STATED GOAL: Will you restate verbatim the lines running from the line with "Target = jacket hem" to the end of the data, leaving out everything else?

-- Start ENTRIES PROVIDED --

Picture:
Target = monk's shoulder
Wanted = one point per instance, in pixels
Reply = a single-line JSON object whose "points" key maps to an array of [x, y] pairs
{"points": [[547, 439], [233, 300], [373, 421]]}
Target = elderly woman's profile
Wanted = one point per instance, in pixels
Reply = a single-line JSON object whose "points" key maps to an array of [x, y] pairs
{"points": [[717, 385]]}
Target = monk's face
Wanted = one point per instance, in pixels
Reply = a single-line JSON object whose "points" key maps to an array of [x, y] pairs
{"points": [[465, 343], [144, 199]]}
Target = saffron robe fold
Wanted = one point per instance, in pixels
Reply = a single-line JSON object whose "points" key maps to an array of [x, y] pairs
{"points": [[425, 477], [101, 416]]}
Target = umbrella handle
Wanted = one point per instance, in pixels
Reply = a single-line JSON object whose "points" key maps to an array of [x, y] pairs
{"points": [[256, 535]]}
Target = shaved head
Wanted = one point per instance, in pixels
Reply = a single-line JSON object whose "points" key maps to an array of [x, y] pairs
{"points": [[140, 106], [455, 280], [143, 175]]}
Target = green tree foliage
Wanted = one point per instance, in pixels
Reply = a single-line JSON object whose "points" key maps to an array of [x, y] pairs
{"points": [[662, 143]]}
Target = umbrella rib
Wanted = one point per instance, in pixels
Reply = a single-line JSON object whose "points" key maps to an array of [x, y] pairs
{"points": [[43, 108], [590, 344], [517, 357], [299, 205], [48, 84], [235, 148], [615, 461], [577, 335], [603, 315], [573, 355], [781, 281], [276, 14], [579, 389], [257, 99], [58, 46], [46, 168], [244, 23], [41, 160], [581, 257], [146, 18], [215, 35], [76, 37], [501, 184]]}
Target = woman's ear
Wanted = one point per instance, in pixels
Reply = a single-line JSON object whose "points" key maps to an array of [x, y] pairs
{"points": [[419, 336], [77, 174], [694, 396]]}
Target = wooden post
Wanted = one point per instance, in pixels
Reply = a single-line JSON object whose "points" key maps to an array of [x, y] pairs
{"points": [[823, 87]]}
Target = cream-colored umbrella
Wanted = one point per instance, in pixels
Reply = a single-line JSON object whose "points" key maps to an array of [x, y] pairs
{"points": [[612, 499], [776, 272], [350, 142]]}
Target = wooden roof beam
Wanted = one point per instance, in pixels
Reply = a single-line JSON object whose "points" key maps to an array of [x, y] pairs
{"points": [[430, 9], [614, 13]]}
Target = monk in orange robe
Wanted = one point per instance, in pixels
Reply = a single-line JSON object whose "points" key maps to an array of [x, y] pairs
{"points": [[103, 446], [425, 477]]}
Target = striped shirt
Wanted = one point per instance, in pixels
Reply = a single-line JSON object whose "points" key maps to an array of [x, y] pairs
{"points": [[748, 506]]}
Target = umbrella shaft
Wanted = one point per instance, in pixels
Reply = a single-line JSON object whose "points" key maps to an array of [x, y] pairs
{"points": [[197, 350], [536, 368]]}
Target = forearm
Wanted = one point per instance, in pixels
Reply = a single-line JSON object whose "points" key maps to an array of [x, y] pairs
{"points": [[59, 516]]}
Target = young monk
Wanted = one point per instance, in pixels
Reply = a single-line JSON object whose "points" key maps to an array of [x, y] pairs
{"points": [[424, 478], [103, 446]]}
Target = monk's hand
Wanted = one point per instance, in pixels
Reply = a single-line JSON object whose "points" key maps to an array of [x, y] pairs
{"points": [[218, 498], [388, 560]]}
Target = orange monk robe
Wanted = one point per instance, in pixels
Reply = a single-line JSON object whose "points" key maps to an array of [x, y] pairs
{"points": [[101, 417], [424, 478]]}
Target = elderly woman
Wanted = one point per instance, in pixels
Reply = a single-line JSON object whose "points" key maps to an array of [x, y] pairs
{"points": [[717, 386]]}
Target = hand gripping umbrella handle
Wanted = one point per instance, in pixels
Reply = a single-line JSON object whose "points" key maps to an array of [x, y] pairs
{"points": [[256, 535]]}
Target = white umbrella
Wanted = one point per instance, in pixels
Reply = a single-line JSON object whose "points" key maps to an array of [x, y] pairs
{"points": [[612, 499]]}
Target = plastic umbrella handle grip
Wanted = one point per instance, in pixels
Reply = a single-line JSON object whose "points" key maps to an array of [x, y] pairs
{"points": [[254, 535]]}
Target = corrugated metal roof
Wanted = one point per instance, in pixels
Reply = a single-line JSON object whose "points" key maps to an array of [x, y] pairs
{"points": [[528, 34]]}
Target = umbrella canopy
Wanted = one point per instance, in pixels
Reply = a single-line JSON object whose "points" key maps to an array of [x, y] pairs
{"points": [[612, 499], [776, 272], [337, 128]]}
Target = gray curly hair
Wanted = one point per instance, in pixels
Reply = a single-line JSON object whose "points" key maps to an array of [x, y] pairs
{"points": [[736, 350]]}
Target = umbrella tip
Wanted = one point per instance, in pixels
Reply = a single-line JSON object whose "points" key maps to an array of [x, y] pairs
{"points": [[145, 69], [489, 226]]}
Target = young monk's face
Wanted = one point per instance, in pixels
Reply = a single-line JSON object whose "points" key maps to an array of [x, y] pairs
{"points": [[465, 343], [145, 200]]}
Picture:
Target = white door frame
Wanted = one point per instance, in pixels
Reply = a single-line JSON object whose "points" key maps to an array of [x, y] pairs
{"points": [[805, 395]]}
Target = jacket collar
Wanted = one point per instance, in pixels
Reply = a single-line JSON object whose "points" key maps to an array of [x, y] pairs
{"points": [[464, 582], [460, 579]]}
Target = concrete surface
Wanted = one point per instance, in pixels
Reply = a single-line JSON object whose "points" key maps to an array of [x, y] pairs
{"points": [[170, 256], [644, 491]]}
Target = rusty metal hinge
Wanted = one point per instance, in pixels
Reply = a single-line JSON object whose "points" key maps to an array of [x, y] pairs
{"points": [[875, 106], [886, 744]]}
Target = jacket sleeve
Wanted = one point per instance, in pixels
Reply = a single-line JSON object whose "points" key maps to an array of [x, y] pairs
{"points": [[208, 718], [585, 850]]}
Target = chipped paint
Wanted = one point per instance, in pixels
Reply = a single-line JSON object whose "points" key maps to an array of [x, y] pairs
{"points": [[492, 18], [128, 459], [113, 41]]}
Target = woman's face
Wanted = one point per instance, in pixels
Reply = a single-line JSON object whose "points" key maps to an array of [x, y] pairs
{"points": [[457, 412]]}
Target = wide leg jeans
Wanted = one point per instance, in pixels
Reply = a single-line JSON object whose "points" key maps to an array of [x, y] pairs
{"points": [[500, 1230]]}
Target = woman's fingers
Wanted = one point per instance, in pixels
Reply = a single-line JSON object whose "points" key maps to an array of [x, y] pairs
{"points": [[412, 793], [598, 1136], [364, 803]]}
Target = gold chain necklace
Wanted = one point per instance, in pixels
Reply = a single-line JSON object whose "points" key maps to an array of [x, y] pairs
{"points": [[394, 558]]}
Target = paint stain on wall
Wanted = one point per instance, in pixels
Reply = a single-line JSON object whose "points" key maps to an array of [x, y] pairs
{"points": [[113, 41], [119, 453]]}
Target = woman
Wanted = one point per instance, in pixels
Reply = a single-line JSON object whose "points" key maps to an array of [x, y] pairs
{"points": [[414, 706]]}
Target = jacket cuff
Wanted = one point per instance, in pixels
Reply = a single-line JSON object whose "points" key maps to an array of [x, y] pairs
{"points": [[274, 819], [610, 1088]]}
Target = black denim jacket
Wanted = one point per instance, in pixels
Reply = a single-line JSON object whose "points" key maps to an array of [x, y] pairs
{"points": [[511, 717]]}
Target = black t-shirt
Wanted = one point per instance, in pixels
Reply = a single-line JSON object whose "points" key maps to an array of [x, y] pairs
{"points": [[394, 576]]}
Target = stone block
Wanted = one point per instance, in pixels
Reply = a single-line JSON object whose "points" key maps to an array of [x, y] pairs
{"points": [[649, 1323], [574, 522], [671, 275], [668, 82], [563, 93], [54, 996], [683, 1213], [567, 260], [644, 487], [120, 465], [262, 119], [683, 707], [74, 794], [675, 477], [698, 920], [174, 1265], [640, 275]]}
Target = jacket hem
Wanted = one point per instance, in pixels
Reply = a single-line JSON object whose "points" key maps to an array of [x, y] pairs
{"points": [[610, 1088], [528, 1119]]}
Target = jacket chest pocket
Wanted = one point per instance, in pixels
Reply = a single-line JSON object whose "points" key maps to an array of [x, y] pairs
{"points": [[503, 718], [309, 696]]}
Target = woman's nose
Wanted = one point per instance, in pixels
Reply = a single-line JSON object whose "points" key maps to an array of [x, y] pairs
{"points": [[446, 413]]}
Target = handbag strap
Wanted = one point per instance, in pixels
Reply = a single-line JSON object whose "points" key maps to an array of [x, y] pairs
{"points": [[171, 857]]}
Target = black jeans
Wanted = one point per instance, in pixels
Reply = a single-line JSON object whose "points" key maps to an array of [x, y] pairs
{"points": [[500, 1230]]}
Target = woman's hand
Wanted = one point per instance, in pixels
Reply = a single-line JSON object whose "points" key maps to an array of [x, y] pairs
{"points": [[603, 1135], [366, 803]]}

-- End ENTRIES PROVIDED --

SOLVED EXERCISE:
Target = jacket hem
Wanted = one point per instance, in pixels
Reply = a single-line JSON object whose "points" key maps to an array of [x, y] pairs
{"points": [[610, 1088], [528, 1119]]}
Target = jacket chest pocket
Wanted = one point per instance, in pixels
Reply = a single-line JSON object whose "points" key maps to an array of [x, y] pairs
{"points": [[503, 718], [309, 696]]}
Target = woman's nose
Wanted = one point per instance, in pixels
Reply = a single-line JSON object whose "points" key maps to an array of [x, y] pairs
{"points": [[446, 413]]}
Target = handbag strap
Wanted = one point per instance, in pixels
Reply = a single-line JSON object whose "points" key maps to an array of [x, y] pairs
{"points": [[171, 857]]}
Target = black jeans
Wanted = one point per instance, in pixels
Reply = a single-line JSON object whose "points" key maps to an array of [x, y] pairs
{"points": [[500, 1230]]}
Target = woman's hand
Wanted = one point per instance, in pixels
Reply = a single-line JSON object whose "points" key maps to an array of [x, y] pairs
{"points": [[603, 1135], [366, 803]]}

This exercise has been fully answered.